[PROBLEM TO SOLVE]
Return each line of the material below that contains the word "segment".

Start of EXTRACTED RECORDS

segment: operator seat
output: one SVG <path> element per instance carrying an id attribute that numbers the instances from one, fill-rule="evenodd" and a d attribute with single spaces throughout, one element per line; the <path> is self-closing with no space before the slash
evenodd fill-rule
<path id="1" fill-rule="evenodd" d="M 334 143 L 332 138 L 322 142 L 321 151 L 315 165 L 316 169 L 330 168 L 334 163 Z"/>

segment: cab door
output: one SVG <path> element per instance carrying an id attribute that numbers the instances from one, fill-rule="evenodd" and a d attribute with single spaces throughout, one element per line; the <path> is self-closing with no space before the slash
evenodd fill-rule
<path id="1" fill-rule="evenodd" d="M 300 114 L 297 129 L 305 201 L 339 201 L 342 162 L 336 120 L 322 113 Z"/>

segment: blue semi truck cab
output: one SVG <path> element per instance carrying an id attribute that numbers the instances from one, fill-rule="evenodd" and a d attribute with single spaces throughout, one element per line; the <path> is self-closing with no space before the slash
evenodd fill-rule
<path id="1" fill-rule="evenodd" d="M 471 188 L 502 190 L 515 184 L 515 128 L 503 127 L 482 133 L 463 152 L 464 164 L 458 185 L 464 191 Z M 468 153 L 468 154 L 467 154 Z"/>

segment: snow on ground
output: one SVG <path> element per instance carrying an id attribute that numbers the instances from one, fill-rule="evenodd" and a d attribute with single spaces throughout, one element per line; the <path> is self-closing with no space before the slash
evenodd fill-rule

End of EXTRACTED RECORDS
Start of EXTRACTED RECORDS

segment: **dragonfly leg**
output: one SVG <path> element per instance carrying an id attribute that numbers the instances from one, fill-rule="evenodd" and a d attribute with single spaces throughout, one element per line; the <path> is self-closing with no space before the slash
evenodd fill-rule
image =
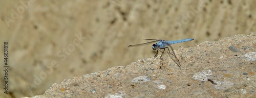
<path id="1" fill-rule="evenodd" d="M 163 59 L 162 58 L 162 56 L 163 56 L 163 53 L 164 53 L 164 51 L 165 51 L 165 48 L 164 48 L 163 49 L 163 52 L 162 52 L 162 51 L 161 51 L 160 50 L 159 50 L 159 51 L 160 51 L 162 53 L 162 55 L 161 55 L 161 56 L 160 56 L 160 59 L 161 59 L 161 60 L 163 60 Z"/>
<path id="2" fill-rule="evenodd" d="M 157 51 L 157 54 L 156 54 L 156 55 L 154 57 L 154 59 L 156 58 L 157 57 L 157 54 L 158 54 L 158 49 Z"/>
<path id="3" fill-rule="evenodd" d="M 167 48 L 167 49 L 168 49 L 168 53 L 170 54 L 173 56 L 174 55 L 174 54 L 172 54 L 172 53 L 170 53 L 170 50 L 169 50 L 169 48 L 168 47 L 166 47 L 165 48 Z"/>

End of EXTRACTED RECORDS

[EXPECTED ANSWER]
segment: operator seat
segment: cab door
segment: blue semi truck cab
segment: snow on ground
segment: **dragonfly leg**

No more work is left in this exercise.